Every record below should be retyped exactly, and no picture should appear in the copy.

══ Data in this exercise ══

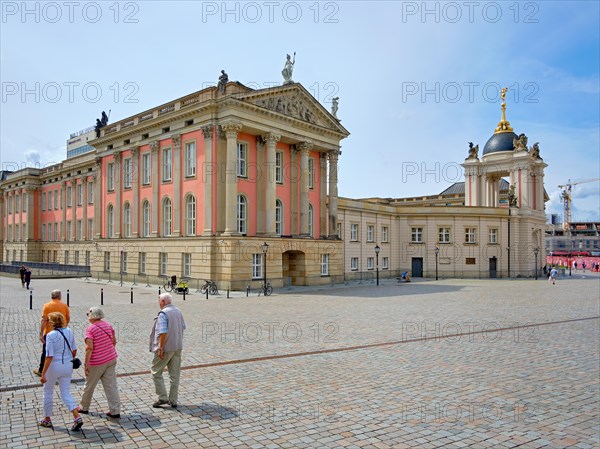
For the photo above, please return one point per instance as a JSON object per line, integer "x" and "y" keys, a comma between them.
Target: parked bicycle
{"x": 210, "y": 286}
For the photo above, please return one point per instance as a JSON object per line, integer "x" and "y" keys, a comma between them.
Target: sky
{"x": 417, "y": 81}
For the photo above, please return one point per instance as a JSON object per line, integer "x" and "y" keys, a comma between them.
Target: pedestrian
{"x": 100, "y": 363}
{"x": 553, "y": 274}
{"x": 22, "y": 275}
{"x": 54, "y": 305}
{"x": 58, "y": 367}
{"x": 27, "y": 276}
{"x": 166, "y": 342}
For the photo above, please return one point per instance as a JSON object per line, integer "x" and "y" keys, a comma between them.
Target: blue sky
{"x": 417, "y": 81}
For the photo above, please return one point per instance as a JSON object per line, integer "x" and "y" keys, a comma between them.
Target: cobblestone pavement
{"x": 449, "y": 363}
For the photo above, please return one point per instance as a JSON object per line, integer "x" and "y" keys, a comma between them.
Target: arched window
{"x": 241, "y": 214}
{"x": 190, "y": 215}
{"x": 278, "y": 217}
{"x": 310, "y": 220}
{"x": 146, "y": 219}
{"x": 127, "y": 219}
{"x": 167, "y": 217}
{"x": 110, "y": 221}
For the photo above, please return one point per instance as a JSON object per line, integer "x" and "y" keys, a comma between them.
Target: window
{"x": 146, "y": 168}
{"x": 167, "y": 217}
{"x": 190, "y": 159}
{"x": 142, "y": 263}
{"x": 417, "y": 235}
{"x": 190, "y": 215}
{"x": 146, "y": 219}
{"x": 324, "y": 264}
{"x": 167, "y": 164}
{"x": 354, "y": 232}
{"x": 127, "y": 219}
{"x": 370, "y": 232}
{"x": 187, "y": 264}
{"x": 470, "y": 235}
{"x": 257, "y": 260}
{"x": 279, "y": 167}
{"x": 110, "y": 221}
{"x": 278, "y": 217}
{"x": 241, "y": 214}
{"x": 242, "y": 160}
{"x": 370, "y": 263}
{"x": 127, "y": 173}
{"x": 384, "y": 234}
{"x": 110, "y": 177}
{"x": 444, "y": 235}
{"x": 163, "y": 265}
{"x": 310, "y": 220}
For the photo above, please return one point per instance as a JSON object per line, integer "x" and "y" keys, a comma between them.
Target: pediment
{"x": 293, "y": 100}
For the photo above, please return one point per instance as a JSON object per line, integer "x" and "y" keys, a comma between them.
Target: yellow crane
{"x": 566, "y": 196}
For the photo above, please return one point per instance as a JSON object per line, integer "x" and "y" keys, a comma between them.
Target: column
{"x": 208, "y": 172}
{"x": 333, "y": 179}
{"x": 154, "y": 146}
{"x": 270, "y": 184}
{"x": 176, "y": 139}
{"x": 135, "y": 182}
{"x": 231, "y": 130}
{"x": 118, "y": 190}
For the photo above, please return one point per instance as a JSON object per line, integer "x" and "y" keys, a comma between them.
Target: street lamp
{"x": 377, "y": 249}
{"x": 265, "y": 248}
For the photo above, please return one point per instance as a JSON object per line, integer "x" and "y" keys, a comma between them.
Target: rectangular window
{"x": 257, "y": 266}
{"x": 444, "y": 235}
{"x": 416, "y": 235}
{"x": 324, "y": 264}
{"x": 190, "y": 159}
{"x": 370, "y": 232}
{"x": 142, "y": 263}
{"x": 370, "y": 263}
{"x": 167, "y": 160}
{"x": 110, "y": 177}
{"x": 470, "y": 235}
{"x": 146, "y": 168}
{"x": 187, "y": 264}
{"x": 279, "y": 167}
{"x": 242, "y": 160}
{"x": 354, "y": 232}
{"x": 127, "y": 173}
{"x": 163, "y": 263}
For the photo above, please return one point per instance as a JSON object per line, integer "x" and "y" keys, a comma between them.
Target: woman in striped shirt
{"x": 100, "y": 363}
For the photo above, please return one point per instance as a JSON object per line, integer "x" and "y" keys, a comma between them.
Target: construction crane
{"x": 566, "y": 196}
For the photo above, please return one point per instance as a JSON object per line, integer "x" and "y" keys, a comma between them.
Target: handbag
{"x": 76, "y": 362}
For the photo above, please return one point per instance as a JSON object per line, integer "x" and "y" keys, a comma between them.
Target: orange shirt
{"x": 56, "y": 305}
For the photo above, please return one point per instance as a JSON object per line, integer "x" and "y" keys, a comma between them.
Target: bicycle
{"x": 211, "y": 286}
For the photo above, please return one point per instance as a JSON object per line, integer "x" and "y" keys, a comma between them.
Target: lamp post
{"x": 265, "y": 248}
{"x": 377, "y": 249}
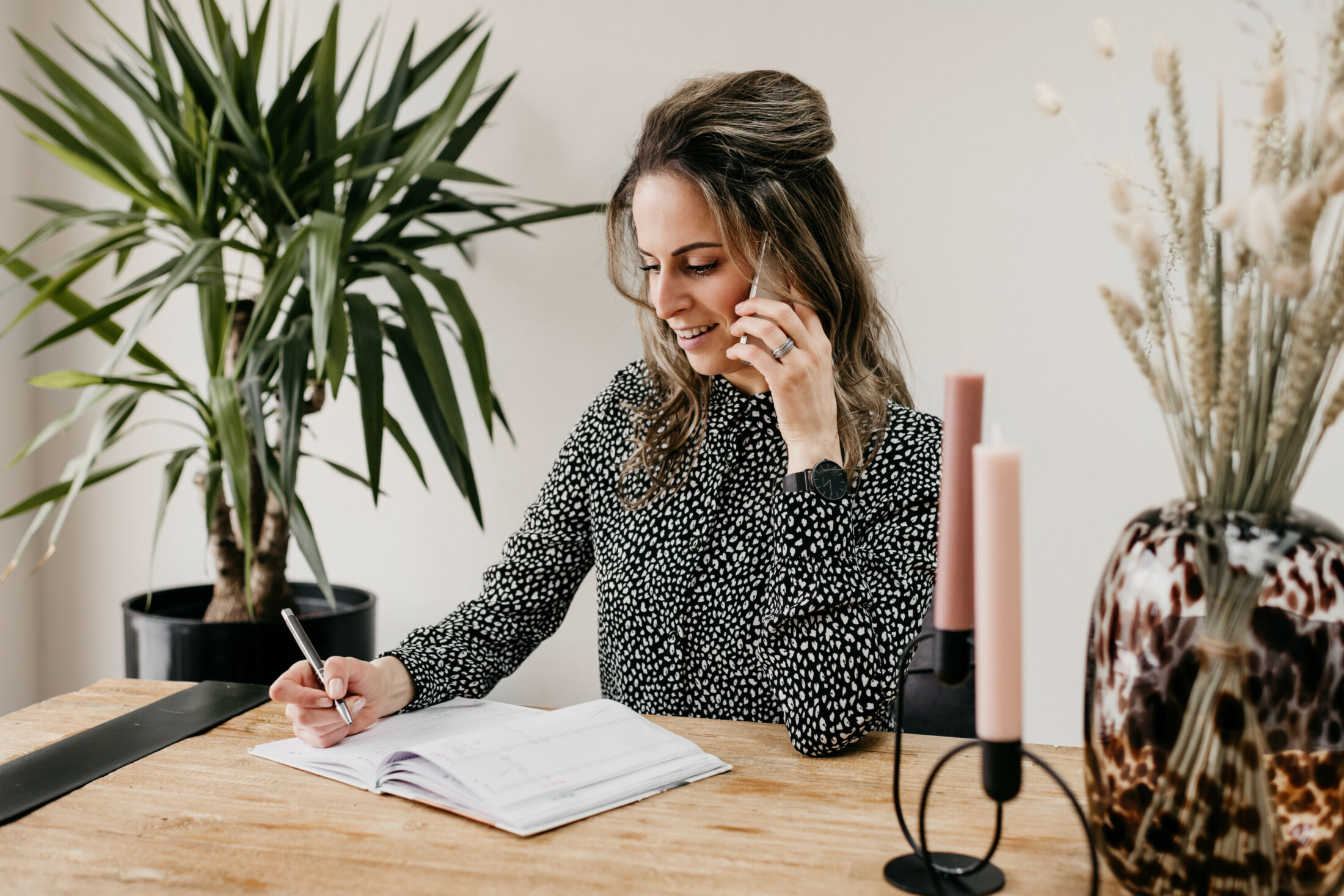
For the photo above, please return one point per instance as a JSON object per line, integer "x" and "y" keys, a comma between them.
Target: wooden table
{"x": 205, "y": 817}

═══

(Result for this exercise)
For the photo above, please return one point per instance as a JSON object per line, integer "x" and "y" keys, a comma between them.
Target: parked bicycle
{"x": 210, "y": 286}
For the photo above, please return one point per instance as a JSON object per line, integer "x" and "y" keys, a comma between them.
Target: sky
{"x": 417, "y": 81}
For the photo above, please return one point per instance as a JSON object per line, integer "x" and "y" keys, a comma between them.
Target: pedestrian
{"x": 100, "y": 363}
{"x": 553, "y": 274}
{"x": 22, "y": 275}
{"x": 54, "y": 305}
{"x": 58, "y": 367}
{"x": 27, "y": 276}
{"x": 166, "y": 342}
For the photo above, please return one point per instance as a JSON object per line, integer "x" and "y" keys, a comma between them.
Target: blue sky
{"x": 417, "y": 81}
For the photo above, please return one point per instance as a JSON object per line, integer "x" and "y" keys, a comma between them.
Target: cobblestone pavement
{"x": 449, "y": 363}
For the photo above, please return one point per instance as a JSON object per line, integer "x" and "y" keys, a comma between them.
Target: arched window
{"x": 241, "y": 214}
{"x": 190, "y": 215}
{"x": 278, "y": 217}
{"x": 310, "y": 220}
{"x": 146, "y": 219}
{"x": 127, "y": 219}
{"x": 167, "y": 217}
{"x": 110, "y": 221}
For the photo above, please return one point per instance as a JSON object per line, integer "x" and "y" keys, a comma between them.
Target: window
{"x": 146, "y": 168}
{"x": 167, "y": 217}
{"x": 190, "y": 159}
{"x": 142, "y": 263}
{"x": 417, "y": 235}
{"x": 190, "y": 215}
{"x": 146, "y": 219}
{"x": 324, "y": 264}
{"x": 167, "y": 164}
{"x": 354, "y": 232}
{"x": 127, "y": 219}
{"x": 370, "y": 232}
{"x": 187, "y": 264}
{"x": 470, "y": 235}
{"x": 257, "y": 260}
{"x": 279, "y": 167}
{"x": 110, "y": 221}
{"x": 278, "y": 217}
{"x": 241, "y": 214}
{"x": 242, "y": 160}
{"x": 370, "y": 263}
{"x": 127, "y": 173}
{"x": 384, "y": 234}
{"x": 110, "y": 177}
{"x": 444, "y": 235}
{"x": 163, "y": 265}
{"x": 310, "y": 220}
For the photo above, please return one point per instance as a JSON object per line, integer "x" and "y" keys, a comma between them.
Target: pediment
{"x": 293, "y": 100}
For the photo above, please return one point per instance as a JSON object per line, integer "x" and "y" keys, a comma between them.
Target: yellow crane
{"x": 566, "y": 196}
For the photo above, please return one point per instance as a JSON object per line, integer "x" and "y" keys, a comma between them.
Target: column
{"x": 208, "y": 172}
{"x": 333, "y": 179}
{"x": 154, "y": 146}
{"x": 270, "y": 184}
{"x": 176, "y": 139}
{"x": 135, "y": 182}
{"x": 231, "y": 130}
{"x": 118, "y": 190}
For the photo above, please return one point per instance as a JSON object per line, integer "x" and "y" keys, a comma between them.
Target: street lamp
{"x": 377, "y": 249}
{"x": 265, "y": 248}
For the photo above, please return one point per instance as a JSON object per line, integer "x" and "y" keys, a comma between them.
Target: rectangular window
{"x": 257, "y": 266}
{"x": 444, "y": 235}
{"x": 416, "y": 235}
{"x": 324, "y": 264}
{"x": 190, "y": 159}
{"x": 370, "y": 232}
{"x": 142, "y": 263}
{"x": 370, "y": 263}
{"x": 167, "y": 160}
{"x": 110, "y": 177}
{"x": 470, "y": 235}
{"x": 146, "y": 168}
{"x": 187, "y": 264}
{"x": 279, "y": 167}
{"x": 242, "y": 160}
{"x": 354, "y": 232}
{"x": 127, "y": 173}
{"x": 163, "y": 263}
For the photo above, please return one point per instance as a JSON object per line, integer "x" and "y" keys, a comma between them.
Target: woman in striped shirt
{"x": 100, "y": 363}
For the photo above, please return one point per instance as a JSON object per line, integer "x" and "y" keys, a comma between them.
Target: construction crane
{"x": 566, "y": 196}
For the photo above, please return one point per instance as a JSON object per line, integer "x" and "y" keys, a comma between them.
Target: handbag
{"x": 76, "y": 362}
For the photo above, please return one point per instance as a JSON object per line, integer "x" and "y" keys, a comma between them.
Target: orange shirt
{"x": 56, "y": 305}
For the photo above, please return one point per instance as a JSON object per line, integer "x" and "y" keys, a comma between them.
Target: bicycle
{"x": 211, "y": 286}
For the photo above, please return one point per instance as a JSON object per line, integer "x" and "y" keys, a comma between them.
Target: lamp post
{"x": 265, "y": 248}
{"x": 377, "y": 249}
For the photo above, please return one point per instance as a JSON object per line, integer "x" and "y" keys, a comma between them.
Target: wooden table
{"x": 205, "y": 817}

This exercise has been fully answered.